● **Records provided**:
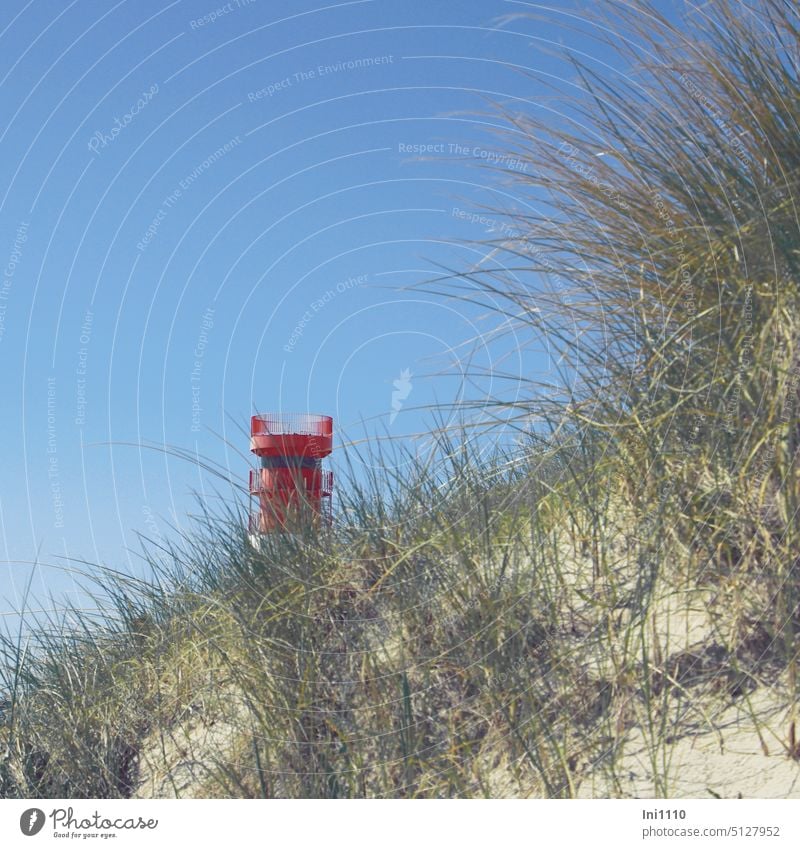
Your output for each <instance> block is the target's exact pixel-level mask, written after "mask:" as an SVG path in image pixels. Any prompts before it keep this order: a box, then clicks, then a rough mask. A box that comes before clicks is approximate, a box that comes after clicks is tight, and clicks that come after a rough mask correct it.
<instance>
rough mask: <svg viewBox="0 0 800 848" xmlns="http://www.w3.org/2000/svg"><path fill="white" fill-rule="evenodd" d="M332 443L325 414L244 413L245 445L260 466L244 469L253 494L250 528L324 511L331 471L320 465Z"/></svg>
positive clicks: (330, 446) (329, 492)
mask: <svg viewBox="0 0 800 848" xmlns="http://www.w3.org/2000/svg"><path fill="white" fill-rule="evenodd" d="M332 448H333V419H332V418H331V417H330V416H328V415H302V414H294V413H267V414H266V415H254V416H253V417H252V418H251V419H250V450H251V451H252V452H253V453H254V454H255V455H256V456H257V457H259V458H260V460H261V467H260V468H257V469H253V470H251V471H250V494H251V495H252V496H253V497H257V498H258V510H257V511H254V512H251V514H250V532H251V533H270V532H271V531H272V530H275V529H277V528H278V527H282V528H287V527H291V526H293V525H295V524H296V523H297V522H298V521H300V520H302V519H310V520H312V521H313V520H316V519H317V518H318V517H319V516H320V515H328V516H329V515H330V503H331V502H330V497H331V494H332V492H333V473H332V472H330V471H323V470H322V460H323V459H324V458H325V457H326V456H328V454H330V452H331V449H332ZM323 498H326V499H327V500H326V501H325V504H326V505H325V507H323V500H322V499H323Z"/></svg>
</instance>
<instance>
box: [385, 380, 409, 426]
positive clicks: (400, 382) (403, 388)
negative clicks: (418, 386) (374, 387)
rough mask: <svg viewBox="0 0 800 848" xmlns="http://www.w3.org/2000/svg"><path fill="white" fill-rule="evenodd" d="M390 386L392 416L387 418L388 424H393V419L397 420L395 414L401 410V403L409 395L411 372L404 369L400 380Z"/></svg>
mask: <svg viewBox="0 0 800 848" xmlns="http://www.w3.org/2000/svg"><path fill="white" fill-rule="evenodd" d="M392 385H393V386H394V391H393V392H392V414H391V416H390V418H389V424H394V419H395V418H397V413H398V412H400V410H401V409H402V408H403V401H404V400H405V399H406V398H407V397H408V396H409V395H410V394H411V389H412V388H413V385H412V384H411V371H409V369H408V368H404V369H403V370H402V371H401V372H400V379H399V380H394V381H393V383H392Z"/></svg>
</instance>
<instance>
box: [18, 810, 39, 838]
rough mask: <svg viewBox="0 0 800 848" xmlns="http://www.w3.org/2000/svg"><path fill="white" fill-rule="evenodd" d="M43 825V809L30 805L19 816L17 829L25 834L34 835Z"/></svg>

● **Task prompt**: Return all the records exactly, excluding images.

● **Response below**:
Your output for each <instance> block is the target's exact pixel-level mask, written after "mask:" as an SVG path in image pixels. Any prompts before it keep this order: a box, then clicks, then a rough mask. A box that comes before clicks is approximate, a box that comes after clicks is tight, and clicks that come after a rough mask correct it.
<instance>
rough mask: <svg viewBox="0 0 800 848" xmlns="http://www.w3.org/2000/svg"><path fill="white" fill-rule="evenodd" d="M332 443L325 414L244 413L245 445L260 466L244 469L253 494L250 528L324 511L331 471L320 465Z"/></svg>
positive clicks: (330, 446) (329, 492)
mask: <svg viewBox="0 0 800 848" xmlns="http://www.w3.org/2000/svg"><path fill="white" fill-rule="evenodd" d="M332 448H333V419H332V418H331V417H330V416H328V415H302V414H294V413H267V414H266V415H254V416H253V417H252V418H251V419H250V450H251V451H252V452H253V453H254V454H255V455H256V456H257V457H259V458H260V460H261V467H260V468H257V469H253V470H251V471H250V494H251V495H252V496H253V497H257V498H258V510H257V511H254V512H251V514H250V532H251V533H270V532H271V531H272V530H275V529H277V528H278V527H282V528H287V527H291V526H293V525H295V524H296V523H297V522H298V521H300V520H302V519H310V520H312V521H313V520H316V519H317V518H318V517H319V516H320V515H328V516H329V515H330V503H331V502H330V497H331V494H332V492H333V473H332V472H330V471H323V470H322V460H323V459H324V458H325V457H326V456H328V454H330V452H331V449H332ZM323 498H326V499H327V500H326V501H325V504H326V505H325V507H323V500H322V499H323Z"/></svg>
</instance>
<instance>
box: [385, 380, 409, 426]
positive clicks: (400, 382) (403, 388)
negative clicks: (418, 386) (374, 387)
rough mask: <svg viewBox="0 0 800 848" xmlns="http://www.w3.org/2000/svg"><path fill="white" fill-rule="evenodd" d="M390 386L392 416L387 418L388 424H393V419L397 420L395 414L401 410V403L409 395L411 372L404 369L400 380Z"/></svg>
mask: <svg viewBox="0 0 800 848" xmlns="http://www.w3.org/2000/svg"><path fill="white" fill-rule="evenodd" d="M392 385H393V386H394V391H393V392H392V414H391V416H390V418H389V424H394V419H395V418H397V413H398V412H400V410H401V409H402V408H403V401H404V400H405V399H406V398H407V397H408V396H409V395H410V394H411V389H412V388H413V385H412V384H411V371H409V369H408V368H404V369H403V370H402V371H401V372H400V379H399V380H394V381H393V383H392Z"/></svg>
</instance>
<instance>
box: [18, 810, 39, 838]
rough mask: <svg viewBox="0 0 800 848" xmlns="http://www.w3.org/2000/svg"><path fill="white" fill-rule="evenodd" d="M43 825V809L30 805L19 816L17 829L25 834L34 835Z"/></svg>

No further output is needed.